Rewrite the part of the listing below from the line containing "the metal handrail" down to the line containing "[[60, 26], [114, 54], [271, 137]]", putting "Located at" wherever "Found at" appears and leaving everything else as it is.

## start MATERIALS PROVIDED

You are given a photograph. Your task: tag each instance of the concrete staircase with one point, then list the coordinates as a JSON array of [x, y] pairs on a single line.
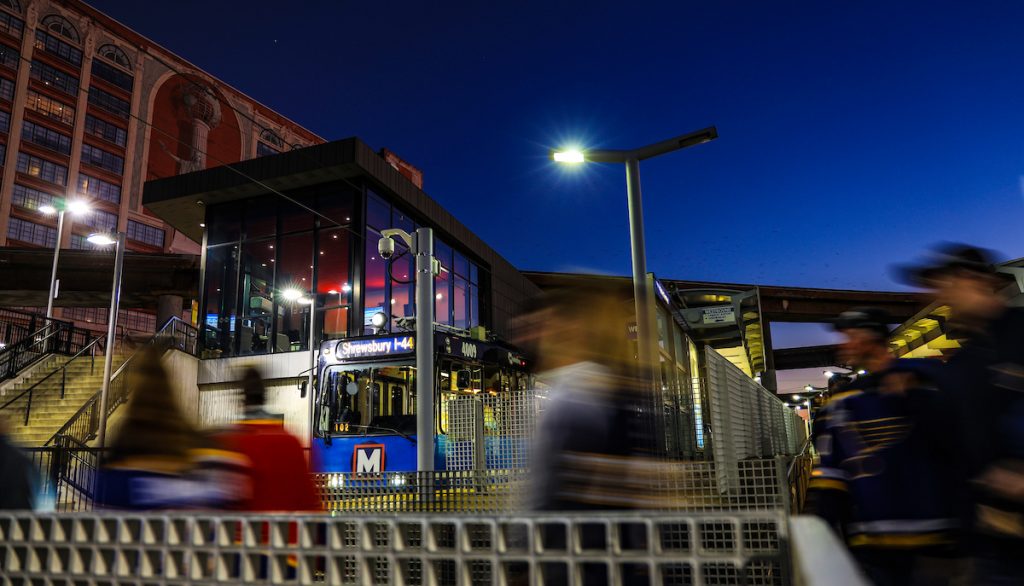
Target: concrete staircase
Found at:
[[49, 411]]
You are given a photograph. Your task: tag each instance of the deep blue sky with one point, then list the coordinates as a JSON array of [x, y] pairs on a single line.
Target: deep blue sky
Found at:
[[853, 134]]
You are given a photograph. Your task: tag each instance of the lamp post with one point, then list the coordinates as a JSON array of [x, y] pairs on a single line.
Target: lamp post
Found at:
[[75, 207], [422, 245], [296, 296], [645, 322], [112, 321]]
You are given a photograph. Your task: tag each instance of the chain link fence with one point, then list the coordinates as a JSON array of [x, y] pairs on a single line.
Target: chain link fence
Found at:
[[196, 548]]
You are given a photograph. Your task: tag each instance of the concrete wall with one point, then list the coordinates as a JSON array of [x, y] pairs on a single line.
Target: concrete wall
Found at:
[[183, 370], [219, 401]]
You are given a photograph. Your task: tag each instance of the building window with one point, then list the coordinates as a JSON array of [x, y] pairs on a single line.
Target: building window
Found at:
[[50, 108], [105, 130], [110, 102], [103, 221], [102, 159], [11, 25], [54, 46], [114, 54], [263, 150], [45, 137], [272, 138], [9, 56], [54, 78], [59, 26], [6, 87], [98, 189], [145, 234], [112, 75], [42, 169], [31, 199], [32, 233]]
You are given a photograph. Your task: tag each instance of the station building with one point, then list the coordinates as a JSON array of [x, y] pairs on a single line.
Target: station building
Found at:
[[91, 110], [309, 220]]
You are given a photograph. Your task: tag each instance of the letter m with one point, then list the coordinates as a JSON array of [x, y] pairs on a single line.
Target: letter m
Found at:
[[368, 459]]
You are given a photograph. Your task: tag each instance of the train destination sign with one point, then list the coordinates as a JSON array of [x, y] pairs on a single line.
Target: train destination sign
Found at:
[[391, 345]]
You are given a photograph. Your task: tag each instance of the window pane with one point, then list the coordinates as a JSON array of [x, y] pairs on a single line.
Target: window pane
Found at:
[[335, 323], [373, 286], [294, 218], [334, 268], [294, 263], [460, 303], [378, 212], [257, 297], [260, 216], [402, 298], [221, 281], [223, 223]]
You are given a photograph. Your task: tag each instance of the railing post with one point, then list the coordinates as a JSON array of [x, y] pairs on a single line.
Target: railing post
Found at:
[[28, 408]]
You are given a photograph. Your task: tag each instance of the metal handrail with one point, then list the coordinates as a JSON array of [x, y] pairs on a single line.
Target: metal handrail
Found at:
[[61, 368], [173, 325]]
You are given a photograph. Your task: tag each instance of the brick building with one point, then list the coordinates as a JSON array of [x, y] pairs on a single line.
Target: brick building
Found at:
[[91, 110]]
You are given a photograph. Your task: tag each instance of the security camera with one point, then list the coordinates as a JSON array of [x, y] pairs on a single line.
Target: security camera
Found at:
[[385, 247]]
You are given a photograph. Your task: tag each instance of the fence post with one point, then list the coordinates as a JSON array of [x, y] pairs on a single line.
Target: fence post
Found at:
[[782, 484]]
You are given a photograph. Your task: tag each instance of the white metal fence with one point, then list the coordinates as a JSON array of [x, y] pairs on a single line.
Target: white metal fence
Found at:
[[748, 422], [183, 548]]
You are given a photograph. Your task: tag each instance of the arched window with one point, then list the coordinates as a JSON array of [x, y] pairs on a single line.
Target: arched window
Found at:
[[60, 26], [114, 54], [271, 137]]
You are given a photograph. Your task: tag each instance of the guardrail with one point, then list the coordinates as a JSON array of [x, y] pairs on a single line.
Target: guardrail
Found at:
[[26, 338], [196, 548]]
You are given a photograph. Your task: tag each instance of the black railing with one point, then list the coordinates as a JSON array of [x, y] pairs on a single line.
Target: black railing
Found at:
[[27, 338], [87, 352], [84, 425], [67, 473]]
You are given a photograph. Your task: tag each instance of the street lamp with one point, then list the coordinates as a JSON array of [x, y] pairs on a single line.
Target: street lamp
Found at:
[[297, 296], [112, 320], [422, 245], [76, 207], [645, 319]]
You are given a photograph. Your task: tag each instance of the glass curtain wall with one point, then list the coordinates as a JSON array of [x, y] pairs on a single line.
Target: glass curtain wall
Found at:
[[261, 247], [389, 285]]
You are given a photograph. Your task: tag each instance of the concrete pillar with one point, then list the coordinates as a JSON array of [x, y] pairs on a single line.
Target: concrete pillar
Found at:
[[168, 306]]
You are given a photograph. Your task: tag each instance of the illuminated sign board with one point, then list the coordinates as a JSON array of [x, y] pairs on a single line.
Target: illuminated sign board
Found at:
[[375, 347]]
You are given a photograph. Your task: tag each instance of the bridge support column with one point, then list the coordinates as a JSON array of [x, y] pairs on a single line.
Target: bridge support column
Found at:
[[168, 306]]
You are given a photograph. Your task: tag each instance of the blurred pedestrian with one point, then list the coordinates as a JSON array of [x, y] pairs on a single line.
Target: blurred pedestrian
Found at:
[[880, 482], [159, 460], [592, 434], [985, 384], [18, 477], [280, 476]]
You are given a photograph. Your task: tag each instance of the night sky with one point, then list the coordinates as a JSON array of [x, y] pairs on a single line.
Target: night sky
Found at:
[[853, 134]]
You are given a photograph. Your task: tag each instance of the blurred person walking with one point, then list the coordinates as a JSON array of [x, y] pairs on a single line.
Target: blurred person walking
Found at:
[[880, 479], [18, 479], [159, 460], [280, 476], [593, 433], [984, 381]]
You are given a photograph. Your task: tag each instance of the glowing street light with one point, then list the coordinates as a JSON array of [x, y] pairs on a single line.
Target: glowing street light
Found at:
[[568, 156], [646, 348]]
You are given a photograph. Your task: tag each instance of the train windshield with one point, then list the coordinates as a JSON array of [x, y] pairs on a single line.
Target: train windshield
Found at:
[[367, 399]]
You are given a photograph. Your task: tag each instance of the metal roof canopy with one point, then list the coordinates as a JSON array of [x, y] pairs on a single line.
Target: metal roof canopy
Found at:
[[86, 277]]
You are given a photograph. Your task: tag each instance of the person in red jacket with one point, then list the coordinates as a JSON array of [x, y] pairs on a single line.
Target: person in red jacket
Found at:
[[280, 474]]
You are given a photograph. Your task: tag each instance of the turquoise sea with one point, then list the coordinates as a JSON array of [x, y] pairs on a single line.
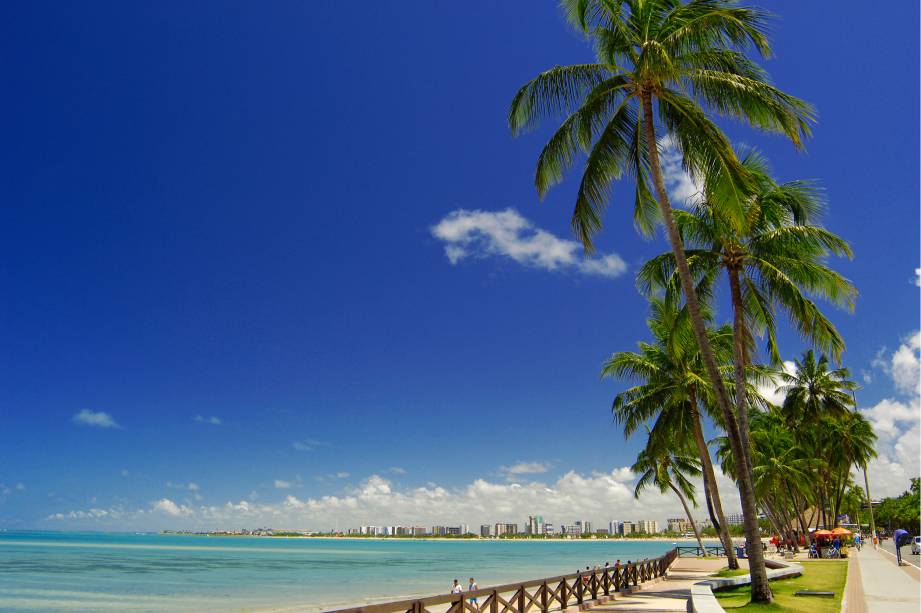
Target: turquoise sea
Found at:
[[92, 571]]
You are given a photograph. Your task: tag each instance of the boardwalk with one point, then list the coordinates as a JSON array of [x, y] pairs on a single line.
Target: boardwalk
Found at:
[[670, 594], [877, 585]]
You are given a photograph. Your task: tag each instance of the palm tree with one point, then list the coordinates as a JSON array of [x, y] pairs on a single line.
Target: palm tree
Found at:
[[671, 382], [773, 261], [667, 464], [677, 59], [814, 396], [852, 438]]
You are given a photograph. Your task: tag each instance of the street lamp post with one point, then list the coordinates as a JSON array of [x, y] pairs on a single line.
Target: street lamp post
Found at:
[[866, 485]]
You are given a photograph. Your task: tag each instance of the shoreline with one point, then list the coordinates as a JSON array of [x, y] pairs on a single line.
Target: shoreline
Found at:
[[644, 539]]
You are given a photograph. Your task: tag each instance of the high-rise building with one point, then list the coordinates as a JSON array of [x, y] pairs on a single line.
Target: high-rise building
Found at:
[[535, 524], [502, 529], [735, 519]]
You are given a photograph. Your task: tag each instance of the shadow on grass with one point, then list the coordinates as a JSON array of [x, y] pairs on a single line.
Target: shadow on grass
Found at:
[[819, 576]]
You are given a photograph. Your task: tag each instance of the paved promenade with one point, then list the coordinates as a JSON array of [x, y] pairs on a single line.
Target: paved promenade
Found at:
[[877, 585], [670, 594]]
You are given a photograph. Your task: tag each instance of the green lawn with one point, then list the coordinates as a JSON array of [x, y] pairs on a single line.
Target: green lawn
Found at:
[[823, 576]]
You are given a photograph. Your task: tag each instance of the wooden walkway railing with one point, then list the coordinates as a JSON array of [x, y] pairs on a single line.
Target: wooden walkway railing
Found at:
[[697, 552], [539, 594]]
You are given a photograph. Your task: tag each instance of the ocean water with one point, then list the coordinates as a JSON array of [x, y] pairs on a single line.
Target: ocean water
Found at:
[[69, 571]]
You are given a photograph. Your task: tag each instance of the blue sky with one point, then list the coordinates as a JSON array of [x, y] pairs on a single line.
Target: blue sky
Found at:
[[218, 231]]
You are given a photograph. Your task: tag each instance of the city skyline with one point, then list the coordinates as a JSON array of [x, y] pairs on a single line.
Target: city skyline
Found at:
[[253, 278]]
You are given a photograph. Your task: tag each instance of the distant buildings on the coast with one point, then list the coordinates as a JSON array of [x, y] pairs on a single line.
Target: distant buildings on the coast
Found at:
[[535, 527]]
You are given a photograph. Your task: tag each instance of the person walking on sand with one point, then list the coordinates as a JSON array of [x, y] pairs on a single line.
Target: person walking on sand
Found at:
[[899, 537]]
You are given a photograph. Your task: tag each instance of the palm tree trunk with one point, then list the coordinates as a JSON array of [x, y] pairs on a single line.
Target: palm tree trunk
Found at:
[[761, 590], [687, 512], [719, 522], [738, 354], [796, 510]]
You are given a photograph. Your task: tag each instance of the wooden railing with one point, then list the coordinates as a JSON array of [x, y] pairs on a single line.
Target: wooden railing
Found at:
[[539, 594], [697, 552]]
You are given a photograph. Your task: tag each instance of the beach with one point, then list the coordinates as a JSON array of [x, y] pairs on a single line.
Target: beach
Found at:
[[50, 571]]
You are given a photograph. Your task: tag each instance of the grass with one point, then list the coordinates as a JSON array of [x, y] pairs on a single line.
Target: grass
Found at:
[[822, 576], [727, 572]]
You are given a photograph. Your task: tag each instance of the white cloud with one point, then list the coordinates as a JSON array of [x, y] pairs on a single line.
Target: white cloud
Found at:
[[307, 444], [518, 469], [897, 421], [770, 391], [507, 233], [337, 475], [683, 190], [94, 418], [212, 420], [597, 496], [165, 505]]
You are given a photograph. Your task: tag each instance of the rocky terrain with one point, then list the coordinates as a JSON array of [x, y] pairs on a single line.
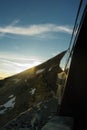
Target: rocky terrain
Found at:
[[29, 98]]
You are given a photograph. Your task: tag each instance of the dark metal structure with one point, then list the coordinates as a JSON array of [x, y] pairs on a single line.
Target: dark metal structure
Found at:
[[74, 102]]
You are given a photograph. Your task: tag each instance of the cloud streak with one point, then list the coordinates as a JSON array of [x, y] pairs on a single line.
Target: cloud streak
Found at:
[[34, 30], [10, 67]]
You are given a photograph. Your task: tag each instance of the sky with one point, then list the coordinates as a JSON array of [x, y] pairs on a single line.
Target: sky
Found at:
[[33, 31]]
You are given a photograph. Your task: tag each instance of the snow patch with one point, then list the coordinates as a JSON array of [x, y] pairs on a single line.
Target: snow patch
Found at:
[[50, 69], [17, 80], [32, 91], [7, 105], [11, 96], [39, 71]]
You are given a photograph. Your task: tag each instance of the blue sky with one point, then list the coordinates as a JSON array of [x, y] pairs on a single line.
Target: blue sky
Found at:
[[32, 31]]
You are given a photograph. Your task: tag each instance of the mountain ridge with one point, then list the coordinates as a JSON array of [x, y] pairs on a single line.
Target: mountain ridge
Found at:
[[19, 92]]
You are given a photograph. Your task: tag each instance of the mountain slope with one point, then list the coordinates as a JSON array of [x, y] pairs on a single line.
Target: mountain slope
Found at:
[[22, 91]]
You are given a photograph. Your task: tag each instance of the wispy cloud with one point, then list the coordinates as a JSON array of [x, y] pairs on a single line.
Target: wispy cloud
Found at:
[[10, 66], [34, 30]]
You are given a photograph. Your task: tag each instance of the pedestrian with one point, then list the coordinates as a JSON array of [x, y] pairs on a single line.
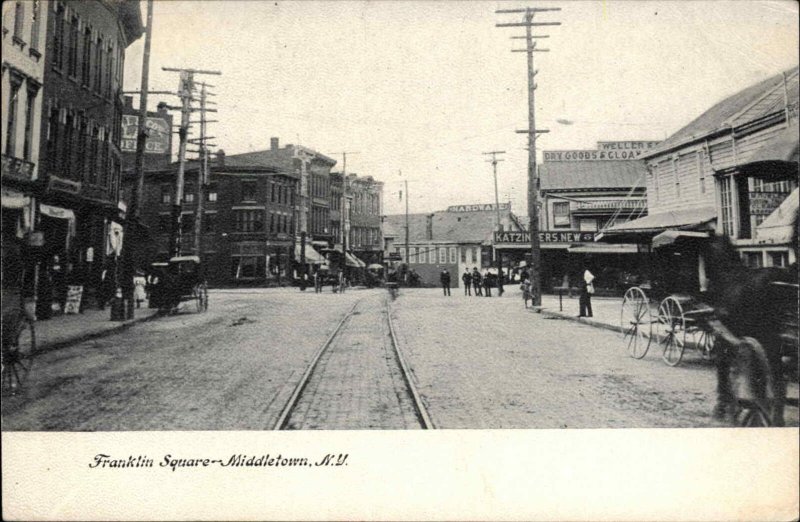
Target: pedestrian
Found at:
[[445, 278], [587, 289], [526, 292], [477, 281], [139, 284], [467, 280]]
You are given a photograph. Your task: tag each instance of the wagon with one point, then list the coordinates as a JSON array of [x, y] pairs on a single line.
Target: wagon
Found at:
[[182, 281], [669, 310]]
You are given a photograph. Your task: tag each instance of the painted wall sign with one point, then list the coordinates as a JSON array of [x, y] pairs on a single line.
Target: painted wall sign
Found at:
[[545, 236], [591, 155], [157, 138], [477, 208]]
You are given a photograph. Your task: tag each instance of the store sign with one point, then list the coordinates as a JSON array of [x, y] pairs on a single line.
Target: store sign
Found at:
[[545, 236], [627, 145], [478, 208], [158, 133], [765, 203], [591, 155]]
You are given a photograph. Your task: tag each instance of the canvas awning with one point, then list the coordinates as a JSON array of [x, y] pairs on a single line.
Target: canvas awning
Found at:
[[643, 229], [669, 237], [312, 256], [601, 248]]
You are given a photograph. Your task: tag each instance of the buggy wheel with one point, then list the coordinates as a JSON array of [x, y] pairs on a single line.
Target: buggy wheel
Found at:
[[19, 348], [751, 384], [636, 322], [672, 326]]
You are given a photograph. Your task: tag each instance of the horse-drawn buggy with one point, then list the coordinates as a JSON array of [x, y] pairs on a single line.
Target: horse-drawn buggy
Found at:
[[177, 281], [745, 320]]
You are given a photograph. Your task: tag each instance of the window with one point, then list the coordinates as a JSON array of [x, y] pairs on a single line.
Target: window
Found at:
[[13, 104], [19, 18], [36, 16], [29, 115], [248, 190], [72, 57], [726, 199], [164, 223], [86, 64], [249, 220], [561, 213], [209, 223]]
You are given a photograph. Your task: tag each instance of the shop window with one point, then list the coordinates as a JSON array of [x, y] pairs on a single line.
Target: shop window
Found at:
[[561, 214]]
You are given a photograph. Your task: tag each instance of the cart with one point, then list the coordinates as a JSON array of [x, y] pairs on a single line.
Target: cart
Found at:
[[182, 281]]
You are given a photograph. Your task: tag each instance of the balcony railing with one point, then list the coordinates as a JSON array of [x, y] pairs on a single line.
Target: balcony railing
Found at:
[[17, 168]]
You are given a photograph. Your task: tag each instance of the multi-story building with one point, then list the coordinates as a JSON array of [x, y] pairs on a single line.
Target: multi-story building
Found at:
[[731, 170], [583, 192], [365, 238], [158, 145], [79, 132], [312, 171], [248, 221], [24, 32], [458, 239]]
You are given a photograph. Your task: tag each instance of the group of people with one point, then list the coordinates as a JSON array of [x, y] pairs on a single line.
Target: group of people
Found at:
[[481, 283]]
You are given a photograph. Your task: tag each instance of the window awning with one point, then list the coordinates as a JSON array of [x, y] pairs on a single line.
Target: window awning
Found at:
[[669, 237], [312, 256], [643, 229]]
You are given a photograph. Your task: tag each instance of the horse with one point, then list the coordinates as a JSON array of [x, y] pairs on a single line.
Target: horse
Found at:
[[746, 303]]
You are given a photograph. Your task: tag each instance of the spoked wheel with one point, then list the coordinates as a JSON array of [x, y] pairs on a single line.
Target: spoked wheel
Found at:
[[19, 347], [636, 322], [672, 326], [200, 294], [751, 384]]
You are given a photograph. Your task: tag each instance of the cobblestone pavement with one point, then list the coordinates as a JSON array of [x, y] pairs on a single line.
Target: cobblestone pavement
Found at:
[[358, 383], [233, 367], [490, 363]]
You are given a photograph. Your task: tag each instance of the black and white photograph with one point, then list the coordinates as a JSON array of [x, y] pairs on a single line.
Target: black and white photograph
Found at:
[[559, 238]]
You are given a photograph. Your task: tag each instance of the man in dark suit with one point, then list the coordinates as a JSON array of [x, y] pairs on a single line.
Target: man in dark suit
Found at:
[[445, 278]]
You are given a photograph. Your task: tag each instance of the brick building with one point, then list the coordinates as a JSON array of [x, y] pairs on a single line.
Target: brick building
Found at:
[[248, 221], [730, 170], [79, 154]]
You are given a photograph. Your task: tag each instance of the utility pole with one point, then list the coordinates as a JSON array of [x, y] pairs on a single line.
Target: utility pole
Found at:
[[185, 91], [532, 132], [134, 228]]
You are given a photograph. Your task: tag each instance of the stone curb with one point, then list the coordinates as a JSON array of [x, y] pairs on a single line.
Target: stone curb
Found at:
[[93, 334]]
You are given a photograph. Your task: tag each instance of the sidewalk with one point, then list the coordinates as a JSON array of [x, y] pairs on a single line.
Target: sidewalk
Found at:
[[64, 330]]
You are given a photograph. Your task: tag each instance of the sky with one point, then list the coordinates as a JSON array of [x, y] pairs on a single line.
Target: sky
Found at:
[[417, 91]]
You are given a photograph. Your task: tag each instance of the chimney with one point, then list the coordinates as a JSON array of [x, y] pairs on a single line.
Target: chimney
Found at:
[[429, 227]]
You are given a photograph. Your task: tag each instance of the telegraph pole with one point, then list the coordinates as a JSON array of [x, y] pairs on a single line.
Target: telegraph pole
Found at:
[[185, 92], [532, 132]]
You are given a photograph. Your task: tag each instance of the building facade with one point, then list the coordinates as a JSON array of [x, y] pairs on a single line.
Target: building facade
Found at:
[[458, 239], [24, 36], [247, 226], [730, 171], [583, 192]]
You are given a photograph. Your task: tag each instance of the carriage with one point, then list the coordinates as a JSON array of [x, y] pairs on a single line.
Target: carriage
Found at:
[[180, 280], [751, 314]]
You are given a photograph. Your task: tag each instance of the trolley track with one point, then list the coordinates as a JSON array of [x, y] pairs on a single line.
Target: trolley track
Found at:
[[345, 331]]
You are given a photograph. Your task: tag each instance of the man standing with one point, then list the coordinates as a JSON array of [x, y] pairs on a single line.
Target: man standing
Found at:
[[445, 277], [476, 281], [467, 280]]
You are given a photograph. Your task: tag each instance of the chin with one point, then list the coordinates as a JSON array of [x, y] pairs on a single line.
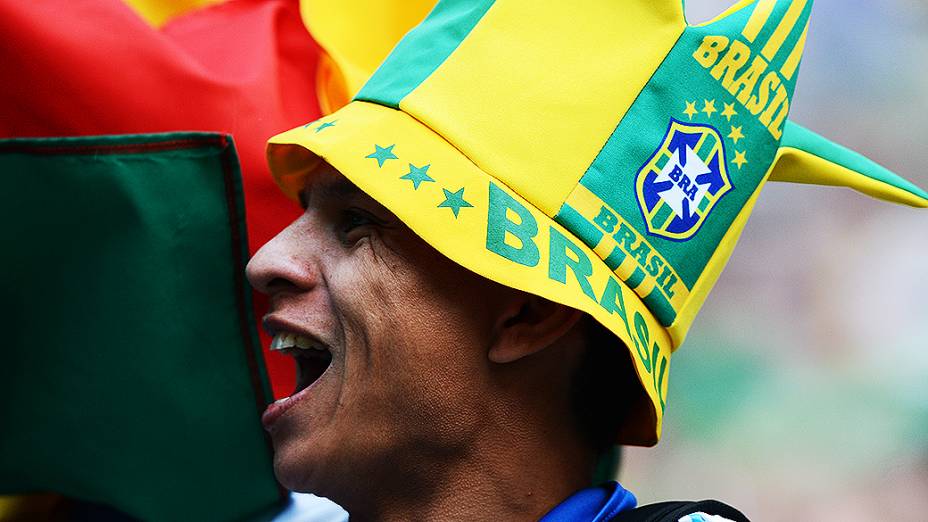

## end MATERIALS PROVIDED

▸ **RESULT OF THIS EXERCISE**:
You are given a photograph. Your task: tag each instance of the metal handrail with one point, then list the coordinates as a JSON array of [x, y] pairs on a single line.
Target: metal handrail
Located at:
[[61, 368], [173, 325]]
You are given a photograph. Your task: tag each instance of the brick building with one point, then list the coordinates as a JSON array of [x, y] pairs on a single line.
Target: brick building
Located at:
[[91, 110]]
You are given a photograph. Your task: tag each instance of the security camera with one point, then list the coordinates as a JSON array of [x, y] pairs on a single line.
Target: security camera
Located at:
[[385, 247]]
You are given a photograph. Your task: tag each instance of the fence post with one point, then list the coordinates as a JSON array of [x, y] pairs on a single line.
Target: fence post
Located at:
[[782, 484]]
You are given a photograph. Your task: tag each instance of the white metal fence with one point, then list the coordinates as a JSON array of [x, y] pairs on a single line.
Target: white metal fence
Located at:
[[748, 422], [183, 548]]
You are given a photograph. Your task: tag each instance of the arched window with one point, then list the coordinates as a JSON array of [x, y] pairs on a single line.
Target: arched window
Located at:
[[60, 26], [114, 54], [271, 137]]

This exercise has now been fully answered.